**Material for this task:**
- Opening Delimiter -

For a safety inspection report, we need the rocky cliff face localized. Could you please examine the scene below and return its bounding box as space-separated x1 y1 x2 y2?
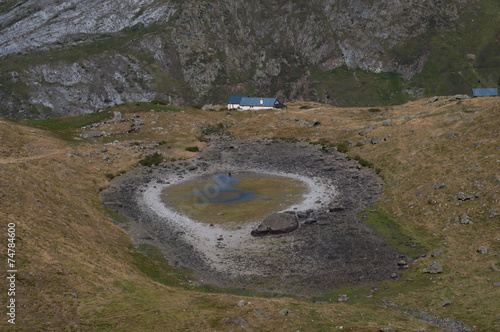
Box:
0 0 497 118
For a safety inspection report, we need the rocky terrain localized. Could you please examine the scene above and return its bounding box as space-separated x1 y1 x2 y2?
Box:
1 0 499 118
100 139 402 296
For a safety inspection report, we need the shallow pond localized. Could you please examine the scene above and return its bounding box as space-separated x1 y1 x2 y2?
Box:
161 172 309 227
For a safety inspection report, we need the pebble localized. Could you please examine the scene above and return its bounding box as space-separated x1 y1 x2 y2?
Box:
477 246 489 254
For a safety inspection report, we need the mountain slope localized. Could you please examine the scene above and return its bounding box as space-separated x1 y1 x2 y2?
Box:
0 0 499 119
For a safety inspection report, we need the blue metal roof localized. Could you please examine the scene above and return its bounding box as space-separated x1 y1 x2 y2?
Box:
227 95 248 104
473 88 498 97
239 97 277 107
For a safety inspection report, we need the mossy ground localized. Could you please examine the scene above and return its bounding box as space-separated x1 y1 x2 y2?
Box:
1 96 499 330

- Closing Delimiter -

**Your task:** All of the entries above are to be restated word for word, minus the images.

**Output of the exercise:**
For a safety inspection report, we need the rocky cliff face localized. Could you please examine the scene below and return its bounding box as space-separated x1 y1 x2 y2?
Box:
0 0 497 118
For a safety inspection report, we need the rocky terrain localized. Could you please examine the scene above and return its bounding box as space-separated x1 y1 x2 y2?
Box:
1 0 499 118
100 139 402 296
For a safety inspection report, we need the shallow pond localized. Could you please examine the scene above and return its bounding box as space-separated x1 y1 x2 y2?
Box:
161 172 309 227
For a safety inspection report, we need the pebble localized. Could you please examine the scene above and return its bounding box as space-separated x1 y1 x2 y2?
Box:
477 246 489 254
For a safety inspection report, we need the mountain slope localized. Could you please examine the scene above and return its bounding box as space-separated x1 y1 x2 y2?
Box:
0 0 499 119
For a safety inspection report, we need the blue metal roof localized. Could you please examine the scene above and return its bounding box as space-separated x1 y1 x2 y2?
Box:
227 95 248 104
473 88 498 97
239 97 277 107
For a safety inspection report, we need the mossy ground localized. Could you please examine the scene above and return its bounding box as space-separated x1 y1 x2 y2?
Box:
1 96 499 330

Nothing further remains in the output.